— begin Dataset records —

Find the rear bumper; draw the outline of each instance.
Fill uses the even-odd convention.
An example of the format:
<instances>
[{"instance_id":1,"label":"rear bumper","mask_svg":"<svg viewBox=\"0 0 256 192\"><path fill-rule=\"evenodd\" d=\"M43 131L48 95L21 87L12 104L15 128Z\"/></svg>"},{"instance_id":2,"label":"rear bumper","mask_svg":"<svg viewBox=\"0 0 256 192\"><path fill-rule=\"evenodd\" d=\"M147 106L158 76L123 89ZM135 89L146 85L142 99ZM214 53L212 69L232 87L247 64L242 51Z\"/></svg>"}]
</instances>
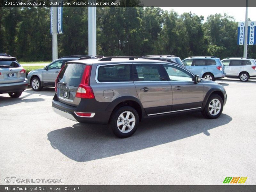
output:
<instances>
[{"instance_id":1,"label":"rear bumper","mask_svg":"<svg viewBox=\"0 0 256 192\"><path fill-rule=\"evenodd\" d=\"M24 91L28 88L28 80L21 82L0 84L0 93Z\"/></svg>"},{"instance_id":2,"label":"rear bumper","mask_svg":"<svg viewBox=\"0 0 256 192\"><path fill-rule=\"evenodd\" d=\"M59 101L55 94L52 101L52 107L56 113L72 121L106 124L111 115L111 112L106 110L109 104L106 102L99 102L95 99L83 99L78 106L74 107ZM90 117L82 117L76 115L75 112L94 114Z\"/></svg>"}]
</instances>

— end Dataset records —
— begin Dataset records —

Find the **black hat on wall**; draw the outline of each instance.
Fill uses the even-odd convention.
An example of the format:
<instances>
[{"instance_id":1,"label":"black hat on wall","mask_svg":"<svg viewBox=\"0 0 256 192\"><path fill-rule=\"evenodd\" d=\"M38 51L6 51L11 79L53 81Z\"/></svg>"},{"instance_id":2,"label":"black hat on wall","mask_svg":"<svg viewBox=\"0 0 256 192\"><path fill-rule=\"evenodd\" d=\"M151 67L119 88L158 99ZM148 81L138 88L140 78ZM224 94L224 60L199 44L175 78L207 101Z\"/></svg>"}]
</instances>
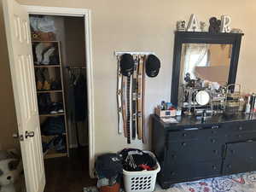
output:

— end Dataset records —
— begin Dataset records —

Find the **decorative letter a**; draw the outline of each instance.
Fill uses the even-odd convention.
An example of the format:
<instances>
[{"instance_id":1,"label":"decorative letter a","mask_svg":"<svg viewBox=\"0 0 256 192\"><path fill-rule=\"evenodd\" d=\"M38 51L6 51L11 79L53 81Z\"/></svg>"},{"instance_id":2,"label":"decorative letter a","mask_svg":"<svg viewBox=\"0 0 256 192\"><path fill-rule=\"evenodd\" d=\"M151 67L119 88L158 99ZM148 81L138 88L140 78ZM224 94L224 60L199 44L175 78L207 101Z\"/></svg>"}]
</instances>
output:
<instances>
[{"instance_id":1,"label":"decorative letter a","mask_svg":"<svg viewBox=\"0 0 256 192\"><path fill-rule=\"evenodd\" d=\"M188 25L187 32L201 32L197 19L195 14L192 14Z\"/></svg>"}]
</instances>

— end Dataset records —

--- Task details ---
Gather every line of the data above that contains the word "letter", treating uppercase and lowercase as different.

--- Result of the task ---
Find the **decorative letter a**; draw the outline of each instance.
[{"instance_id":1,"label":"decorative letter a","mask_svg":"<svg viewBox=\"0 0 256 192\"><path fill-rule=\"evenodd\" d=\"M38 51L6 51L11 79L53 81Z\"/></svg>"},{"instance_id":2,"label":"decorative letter a","mask_svg":"<svg viewBox=\"0 0 256 192\"><path fill-rule=\"evenodd\" d=\"M151 67L119 88L158 99ZM148 81L138 88L140 78ZM224 94L224 60L199 44L175 78L207 101Z\"/></svg>"}]
[{"instance_id":1,"label":"decorative letter a","mask_svg":"<svg viewBox=\"0 0 256 192\"><path fill-rule=\"evenodd\" d=\"M188 25L187 32L201 32L197 19L195 14L192 14Z\"/></svg>"}]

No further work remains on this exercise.